Natural-language object grounding data —
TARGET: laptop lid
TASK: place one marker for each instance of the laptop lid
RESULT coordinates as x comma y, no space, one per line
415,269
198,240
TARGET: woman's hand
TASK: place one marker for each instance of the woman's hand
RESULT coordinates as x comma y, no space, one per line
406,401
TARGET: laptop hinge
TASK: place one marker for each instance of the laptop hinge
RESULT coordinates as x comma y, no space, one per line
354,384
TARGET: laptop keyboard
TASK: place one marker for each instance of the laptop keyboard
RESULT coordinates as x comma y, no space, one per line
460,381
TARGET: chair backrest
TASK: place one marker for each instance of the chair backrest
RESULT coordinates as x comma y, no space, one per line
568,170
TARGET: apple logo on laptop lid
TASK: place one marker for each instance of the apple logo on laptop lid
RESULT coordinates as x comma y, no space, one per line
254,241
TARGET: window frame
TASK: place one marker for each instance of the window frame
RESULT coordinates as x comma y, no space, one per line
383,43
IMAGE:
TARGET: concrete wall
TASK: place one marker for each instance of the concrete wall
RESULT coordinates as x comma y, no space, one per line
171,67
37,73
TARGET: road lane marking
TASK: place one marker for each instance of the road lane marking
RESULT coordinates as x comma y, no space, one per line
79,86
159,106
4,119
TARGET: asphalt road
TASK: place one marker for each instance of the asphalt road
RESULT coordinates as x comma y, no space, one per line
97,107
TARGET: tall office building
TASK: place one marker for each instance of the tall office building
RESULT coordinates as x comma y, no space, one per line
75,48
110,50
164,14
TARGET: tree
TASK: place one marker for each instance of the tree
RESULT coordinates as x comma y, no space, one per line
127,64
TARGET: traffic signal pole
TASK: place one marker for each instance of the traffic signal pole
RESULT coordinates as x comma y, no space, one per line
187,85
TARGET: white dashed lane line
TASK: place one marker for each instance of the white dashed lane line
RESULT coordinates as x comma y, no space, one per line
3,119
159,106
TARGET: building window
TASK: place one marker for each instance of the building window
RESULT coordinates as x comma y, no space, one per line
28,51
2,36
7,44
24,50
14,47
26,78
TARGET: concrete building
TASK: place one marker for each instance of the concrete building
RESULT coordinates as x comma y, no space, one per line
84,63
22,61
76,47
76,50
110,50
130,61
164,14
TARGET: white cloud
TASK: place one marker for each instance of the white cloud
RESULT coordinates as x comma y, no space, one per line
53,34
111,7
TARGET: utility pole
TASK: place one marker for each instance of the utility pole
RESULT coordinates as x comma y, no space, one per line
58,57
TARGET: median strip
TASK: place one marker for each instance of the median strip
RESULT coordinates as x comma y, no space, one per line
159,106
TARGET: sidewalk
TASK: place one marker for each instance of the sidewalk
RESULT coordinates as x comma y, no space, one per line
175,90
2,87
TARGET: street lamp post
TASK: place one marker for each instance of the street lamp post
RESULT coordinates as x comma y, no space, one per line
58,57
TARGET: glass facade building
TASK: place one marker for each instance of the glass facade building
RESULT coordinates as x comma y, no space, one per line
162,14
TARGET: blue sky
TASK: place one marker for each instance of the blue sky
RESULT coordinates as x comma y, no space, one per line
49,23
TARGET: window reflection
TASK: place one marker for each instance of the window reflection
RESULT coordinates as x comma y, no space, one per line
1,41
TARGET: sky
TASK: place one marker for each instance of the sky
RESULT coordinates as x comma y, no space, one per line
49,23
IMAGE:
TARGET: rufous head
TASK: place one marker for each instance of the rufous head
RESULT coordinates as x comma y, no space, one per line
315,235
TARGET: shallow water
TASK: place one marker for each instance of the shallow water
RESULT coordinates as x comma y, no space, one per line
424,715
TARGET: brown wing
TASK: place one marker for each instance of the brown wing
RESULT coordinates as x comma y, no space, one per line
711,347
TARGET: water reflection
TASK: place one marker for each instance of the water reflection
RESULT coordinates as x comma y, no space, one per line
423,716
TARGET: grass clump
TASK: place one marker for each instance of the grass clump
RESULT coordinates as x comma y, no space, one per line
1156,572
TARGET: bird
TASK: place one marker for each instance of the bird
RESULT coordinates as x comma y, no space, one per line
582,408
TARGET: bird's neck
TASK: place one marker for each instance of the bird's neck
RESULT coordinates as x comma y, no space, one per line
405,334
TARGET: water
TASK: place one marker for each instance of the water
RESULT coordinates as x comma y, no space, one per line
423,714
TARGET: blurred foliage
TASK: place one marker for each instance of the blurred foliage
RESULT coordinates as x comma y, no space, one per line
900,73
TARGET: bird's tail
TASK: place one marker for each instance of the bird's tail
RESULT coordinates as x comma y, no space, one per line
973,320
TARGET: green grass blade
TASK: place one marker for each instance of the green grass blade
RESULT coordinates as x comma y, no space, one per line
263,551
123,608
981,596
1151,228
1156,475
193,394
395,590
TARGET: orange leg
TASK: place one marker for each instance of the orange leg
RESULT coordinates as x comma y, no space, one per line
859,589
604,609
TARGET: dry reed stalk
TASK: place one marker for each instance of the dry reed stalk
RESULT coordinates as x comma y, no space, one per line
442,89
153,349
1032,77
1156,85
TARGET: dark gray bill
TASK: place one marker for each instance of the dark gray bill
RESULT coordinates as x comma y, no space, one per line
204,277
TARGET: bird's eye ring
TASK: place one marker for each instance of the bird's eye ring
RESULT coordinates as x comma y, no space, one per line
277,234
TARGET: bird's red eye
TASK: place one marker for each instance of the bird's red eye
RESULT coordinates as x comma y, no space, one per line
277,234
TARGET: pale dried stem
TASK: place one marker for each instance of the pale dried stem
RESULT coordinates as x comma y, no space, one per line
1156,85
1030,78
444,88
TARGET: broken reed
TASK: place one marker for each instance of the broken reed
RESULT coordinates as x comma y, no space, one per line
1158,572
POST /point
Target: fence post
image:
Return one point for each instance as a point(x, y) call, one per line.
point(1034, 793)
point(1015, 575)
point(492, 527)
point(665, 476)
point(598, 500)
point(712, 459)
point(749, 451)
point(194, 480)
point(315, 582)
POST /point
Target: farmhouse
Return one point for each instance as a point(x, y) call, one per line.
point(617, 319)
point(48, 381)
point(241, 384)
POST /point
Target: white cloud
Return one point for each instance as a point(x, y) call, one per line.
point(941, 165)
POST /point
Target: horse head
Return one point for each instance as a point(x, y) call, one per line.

PROBLEM REQUIREMENTS —
Would you please filter the lines above and copy every one that includes "wall"?

SOLUTION BELOW —
TARGET: concrete wall
TASK: place one marker for each instance of the concrete wall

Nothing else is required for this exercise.